◆ Problems to solve
A. In the match report, which Warrington player scored the try the text calls "unbelievably easy"?
B. Pick up the rugby league match report after its last sentence and carry it on.

*** Given passage

Ormsby opened the scoring within 7 minutes after a little spell of pressure on the Leeds line. On the last tackle, Wire shaped up looking for all the world for the trade mark kick to the corner for Joel Monaghan, but Higham fooled everyone in the ground and went down the blindside to find Ben Currie, whose neat grubber was touched down by the Top Bun-sporting winger.

Currie was then outdone by fellow backrower Ben Harrison, who backed up a brilliant break from Myler-Skelton on the last tackle and put an inch perfect kick to the corner for Joel Monaghan to dive on and extend Warrington’s lead.

The joy on the western terrace was matched by a sense of disbelief at what we had just witnessed.

If that try was unbelievable, the next one was unbelievably easy. Gifted good field position by errors and penalties, Wire were piling pressure on the Leeds line again and seemed to shape for a backline spread, but again Higham fooled the defence and found Ashton Sims with a short flat ball from dummy half, allowing the big prop dive over untouched while the Leeds defenders stood flatfooted.

******
*** Data to examine

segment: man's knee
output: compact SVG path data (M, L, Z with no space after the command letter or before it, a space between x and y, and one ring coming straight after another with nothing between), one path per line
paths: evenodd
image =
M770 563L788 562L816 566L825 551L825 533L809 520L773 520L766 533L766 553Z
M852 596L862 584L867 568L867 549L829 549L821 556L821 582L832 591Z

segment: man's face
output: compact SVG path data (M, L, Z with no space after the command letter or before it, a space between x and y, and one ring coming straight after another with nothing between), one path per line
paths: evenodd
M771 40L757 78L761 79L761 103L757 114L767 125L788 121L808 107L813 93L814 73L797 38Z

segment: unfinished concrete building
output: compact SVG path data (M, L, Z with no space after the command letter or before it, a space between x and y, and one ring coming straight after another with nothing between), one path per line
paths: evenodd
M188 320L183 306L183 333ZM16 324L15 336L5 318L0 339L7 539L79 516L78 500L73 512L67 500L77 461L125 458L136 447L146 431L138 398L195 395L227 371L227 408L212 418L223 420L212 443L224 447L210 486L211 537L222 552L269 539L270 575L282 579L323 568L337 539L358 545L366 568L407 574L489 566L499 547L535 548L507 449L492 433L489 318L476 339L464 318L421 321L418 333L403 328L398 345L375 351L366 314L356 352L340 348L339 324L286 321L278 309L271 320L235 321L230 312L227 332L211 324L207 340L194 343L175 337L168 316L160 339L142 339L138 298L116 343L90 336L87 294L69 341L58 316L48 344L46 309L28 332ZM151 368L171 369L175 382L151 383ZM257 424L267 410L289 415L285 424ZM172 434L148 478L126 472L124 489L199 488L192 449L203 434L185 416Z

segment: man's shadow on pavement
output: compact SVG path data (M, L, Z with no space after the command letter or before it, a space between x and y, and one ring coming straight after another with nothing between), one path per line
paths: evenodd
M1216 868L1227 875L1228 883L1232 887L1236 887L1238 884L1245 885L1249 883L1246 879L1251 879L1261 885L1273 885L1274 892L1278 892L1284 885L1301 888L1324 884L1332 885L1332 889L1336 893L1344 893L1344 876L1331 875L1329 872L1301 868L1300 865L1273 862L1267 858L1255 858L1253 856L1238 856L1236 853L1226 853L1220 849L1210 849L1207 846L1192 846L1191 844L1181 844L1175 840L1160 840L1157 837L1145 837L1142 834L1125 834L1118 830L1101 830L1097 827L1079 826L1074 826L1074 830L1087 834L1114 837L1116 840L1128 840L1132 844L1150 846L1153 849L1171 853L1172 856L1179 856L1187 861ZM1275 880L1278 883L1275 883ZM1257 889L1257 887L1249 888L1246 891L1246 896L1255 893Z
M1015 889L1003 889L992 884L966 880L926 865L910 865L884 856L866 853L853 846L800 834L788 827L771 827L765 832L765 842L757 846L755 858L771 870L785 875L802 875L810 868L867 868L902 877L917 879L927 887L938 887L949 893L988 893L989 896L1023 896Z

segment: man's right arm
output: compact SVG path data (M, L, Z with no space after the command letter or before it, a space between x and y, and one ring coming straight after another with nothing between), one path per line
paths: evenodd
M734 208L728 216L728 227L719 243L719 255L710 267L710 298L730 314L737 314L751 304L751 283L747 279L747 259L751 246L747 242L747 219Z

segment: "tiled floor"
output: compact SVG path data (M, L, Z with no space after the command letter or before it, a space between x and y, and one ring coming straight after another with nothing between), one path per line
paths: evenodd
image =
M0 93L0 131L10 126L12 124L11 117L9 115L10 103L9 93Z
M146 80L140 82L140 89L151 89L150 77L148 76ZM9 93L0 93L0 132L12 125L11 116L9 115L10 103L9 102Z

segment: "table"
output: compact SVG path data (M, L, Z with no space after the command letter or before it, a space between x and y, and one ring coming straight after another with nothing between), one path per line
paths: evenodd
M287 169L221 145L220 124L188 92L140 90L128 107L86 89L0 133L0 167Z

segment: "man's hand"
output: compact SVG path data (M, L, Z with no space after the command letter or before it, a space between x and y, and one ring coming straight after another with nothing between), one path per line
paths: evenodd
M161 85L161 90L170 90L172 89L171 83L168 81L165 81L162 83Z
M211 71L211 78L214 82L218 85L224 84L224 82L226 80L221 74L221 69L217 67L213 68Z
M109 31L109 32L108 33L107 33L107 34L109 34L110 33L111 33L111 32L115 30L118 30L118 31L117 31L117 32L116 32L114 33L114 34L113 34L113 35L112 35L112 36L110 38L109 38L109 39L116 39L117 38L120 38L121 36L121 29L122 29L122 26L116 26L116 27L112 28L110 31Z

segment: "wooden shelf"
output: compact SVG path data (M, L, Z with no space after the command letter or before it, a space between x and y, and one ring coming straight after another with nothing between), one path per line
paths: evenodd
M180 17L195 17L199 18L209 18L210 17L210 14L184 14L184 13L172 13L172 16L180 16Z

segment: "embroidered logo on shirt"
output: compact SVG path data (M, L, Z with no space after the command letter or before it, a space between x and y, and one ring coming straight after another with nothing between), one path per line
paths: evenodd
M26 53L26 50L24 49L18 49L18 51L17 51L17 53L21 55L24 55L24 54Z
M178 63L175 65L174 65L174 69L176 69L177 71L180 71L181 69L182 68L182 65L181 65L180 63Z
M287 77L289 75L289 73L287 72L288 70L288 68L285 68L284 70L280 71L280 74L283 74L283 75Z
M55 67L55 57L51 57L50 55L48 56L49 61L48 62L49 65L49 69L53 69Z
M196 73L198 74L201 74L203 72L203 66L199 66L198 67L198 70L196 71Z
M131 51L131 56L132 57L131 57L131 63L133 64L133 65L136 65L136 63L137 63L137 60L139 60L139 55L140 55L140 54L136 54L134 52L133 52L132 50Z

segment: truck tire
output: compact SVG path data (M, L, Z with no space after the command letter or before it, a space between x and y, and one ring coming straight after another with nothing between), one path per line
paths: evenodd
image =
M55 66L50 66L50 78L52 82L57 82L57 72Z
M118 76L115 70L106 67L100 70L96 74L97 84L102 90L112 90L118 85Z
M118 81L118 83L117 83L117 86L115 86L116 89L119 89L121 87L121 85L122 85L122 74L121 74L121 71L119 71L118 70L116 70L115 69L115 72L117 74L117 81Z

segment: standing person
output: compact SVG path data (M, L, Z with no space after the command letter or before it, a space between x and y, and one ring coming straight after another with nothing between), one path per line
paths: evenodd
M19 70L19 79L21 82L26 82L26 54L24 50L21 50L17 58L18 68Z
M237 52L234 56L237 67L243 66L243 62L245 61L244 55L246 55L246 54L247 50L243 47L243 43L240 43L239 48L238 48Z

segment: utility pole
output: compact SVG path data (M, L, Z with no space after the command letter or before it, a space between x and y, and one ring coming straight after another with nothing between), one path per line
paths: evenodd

******

◆ Expected responses
A. Ashton Sims, the big prop, who dived over untouched.

B.
Higham booted a thunderous 40/20 from the very next set to punctuate a fine individual performance, but Leeds held firm in the face of the now constant Warrington pressure and we wouldn’t trouble the scoreboard again until the second half.

Just before half-time, Leeds pulled a try back when a sublime backline spread was finished off by Latchford Albion product Kalum Watkins. It was the Rhinos’ best bit of rugby all evening and they would’ve scored that try against anyone in the world such was the accuracy of the passing and the intensity of their runners.

The general consensus during the break was that, if anything, we could’ve done with scoring again when we were camped in Leeds’ half and the threat posed by the Loiners across the field left a few feeling uneasy. They would no doubt have their proverbial tails up now and the one thing Leeds always seem to have is the ability to run away with games in the second half.

We needn’t have worried in the end, because, like in the reverse fixture at the HJ, Wire’s defence was on fire, but this time it was matched by a slick, confident attack.

Daryl Clark, introduced off the bench, had easily his best game in a Primrose and Blue jersey so far. Our pack was on top of the Leeds’ forwards, so we were making good yards and getting quick play the balls, allowing the former Cas hooker to jump out of dummy half and trouble the Leeds defence.

On one such occasion, Clark broke from dummy half and release a great offload to the supporting Ratchford who in turn found Ben Currie who touched down under the sticks in front of a joyous away end.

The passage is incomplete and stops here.